[Begin THE DATA]
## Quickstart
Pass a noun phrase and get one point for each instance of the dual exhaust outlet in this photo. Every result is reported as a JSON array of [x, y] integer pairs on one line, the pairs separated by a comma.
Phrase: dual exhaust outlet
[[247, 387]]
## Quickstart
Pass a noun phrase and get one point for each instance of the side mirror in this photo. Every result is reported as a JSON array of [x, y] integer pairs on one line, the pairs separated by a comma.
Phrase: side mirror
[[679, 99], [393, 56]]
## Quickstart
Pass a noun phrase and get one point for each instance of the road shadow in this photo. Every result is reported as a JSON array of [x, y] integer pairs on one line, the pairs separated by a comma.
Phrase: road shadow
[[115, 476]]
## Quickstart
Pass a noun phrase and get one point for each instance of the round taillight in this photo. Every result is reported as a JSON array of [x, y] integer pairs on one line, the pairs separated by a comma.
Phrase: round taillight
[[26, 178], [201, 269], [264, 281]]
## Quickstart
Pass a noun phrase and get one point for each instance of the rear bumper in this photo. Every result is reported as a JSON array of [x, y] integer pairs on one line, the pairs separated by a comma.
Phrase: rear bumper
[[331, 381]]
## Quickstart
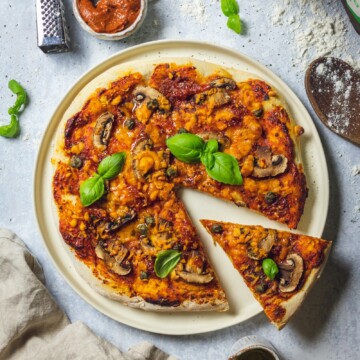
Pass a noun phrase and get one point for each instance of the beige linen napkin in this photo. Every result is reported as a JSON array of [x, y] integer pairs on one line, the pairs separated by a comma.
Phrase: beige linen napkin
[End THE DATA]
### DO THIS
Transcribe all of the material above word for word, omitting the pictures.

### WRITTEN SOLUTION
## Quickstart
Pass a noun phrase and get one point for each instance of the dual exhaust outlet in this photo. Every result is reported as a JSON array of [x, y] integer pairs on one line, the pairs separated by a comma.
Phrase: dual exhaust outlet
[[247, 387]]
## Quickstart
Pass a noun phrase and get one point for each instance of the side mirror in this photo. Every result is reported as a JSON array of [x, y] integer pairs on one line, the pairs separated by a comma.
Phrase: side mirror
[[679, 99], [393, 56]]
## Quickstart
Pass a noun phrase and get one point for each instance of the road shadow in this photo. Every result is reported as a JSON array of [x, y] integer pairs on one line, the pairs separated by a comma.
Phrase: road shadow
[[115, 476]]
## Quickstart
Pass a noun phrase and get one point for each instance of the round taillight in this photo. Every result is reported as a JSON array of [x, y] integer pairs on one line, the pairs separated by a comma.
Phrase: round taillight
[[26, 178], [201, 269], [264, 281]]
## Quickstart
Pass a noun phrase and get one point for each instance of the rear bumper in this photo. Every result is reported as a JSON array of [x, y] integer pairs on one line, the pairs separated by a comma.
Phrase: rear bumper
[[331, 381]]
## Quickstart
Pass a noun phrase and get one point for each instance of the beige linen napkin in this photo. Every result is reported as a JSON array of [x, y] integer pairs on one line, the pairs separated by a comma.
Phrase: beige linen napkin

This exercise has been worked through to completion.